=== WHAT YOU WILL DO ===
Continue the opinion piece on the Parliamentary Labour Party's moves against Jeremy Corbyn from its last sentence, the one about the Chilcot Report.

====== PASSAGE

Jeremy Corbyn – serenely immovable

This article was previously published in the Huffington Post

The die is cast, the ringleaders are known, their motives are nakedly obvious for all to see. The Parliamentary Labour Party coup, conceived months ago to be hatched when the timing was right, has not gone well so far. Firstly, several previous anticipated opportunities have failed to materialise. Jeremy Corbyn’s Labour was fancied to lose the Oldham by-election, but it held the seat and the plotters, poised quivering and eager to pounce, had to slink frustrated back into the undergrowth.

Then, the Local Council elections. Again, there looked to be an opportunity, with the ever-obliging BBC prematurely reporting a night of disaster for Corbyn’s troops, only to be embarrassed as things turned out annoyingly well, with Labour emerging as the largest party. The EU Referendum was Last Chance Saloon – the final opportunity before the publication of the Chilcot Report, with all of its possible nasty ramifications for the Blairites of the PLP.

============
====== DATA LISTING

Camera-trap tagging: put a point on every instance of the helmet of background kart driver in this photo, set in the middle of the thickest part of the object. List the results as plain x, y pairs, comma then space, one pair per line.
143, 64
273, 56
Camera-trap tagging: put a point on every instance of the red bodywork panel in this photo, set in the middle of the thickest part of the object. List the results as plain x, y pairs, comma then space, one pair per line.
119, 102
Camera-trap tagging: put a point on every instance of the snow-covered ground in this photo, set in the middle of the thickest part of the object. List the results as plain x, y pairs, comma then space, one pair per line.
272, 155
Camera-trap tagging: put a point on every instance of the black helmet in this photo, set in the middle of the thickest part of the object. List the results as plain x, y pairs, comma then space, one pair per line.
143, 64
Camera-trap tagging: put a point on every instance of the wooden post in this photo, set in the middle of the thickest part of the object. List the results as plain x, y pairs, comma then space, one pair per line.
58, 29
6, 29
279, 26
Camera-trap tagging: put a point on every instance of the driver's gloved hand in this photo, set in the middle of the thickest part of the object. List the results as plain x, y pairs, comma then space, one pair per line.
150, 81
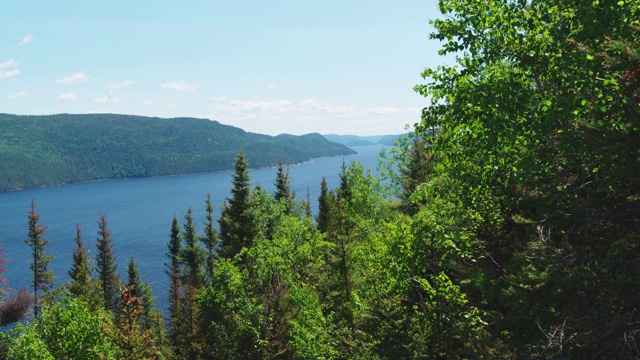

============

=== TASK ANSWER ===
So, the script was written before the results were known, in line with furtive early preparations elsewhere pre-dating overt action. But yet again, the figures have not stacked up as desired. In the face of a brutal and mendacious Leave campaign, Corbyn’s Labour members voted almost two to one to remain – a highly respectable figure given the fertile territory the likes of UKIP and Farage have found among the disaffected and marginalised poor. Labour’s remain vote was only a percentage point or two short of that of the SNP – and nobody’s calling Nicola Sturgeon a referendum failure.

All of the pretexts upon which the anti-Corbyn movement hoped to base their rebellion have turned out to be duds. Despite their own professed agenda and the complaisant backing of the media, their motives are paper-thin and full of holes. But there’s that pesky Chilcot thing in the offing, and it’s imperative to get rid of Corbyn before he can use a damning report to start inflicting some long overdue justice. So, for the traitors, it’s realistically now or never.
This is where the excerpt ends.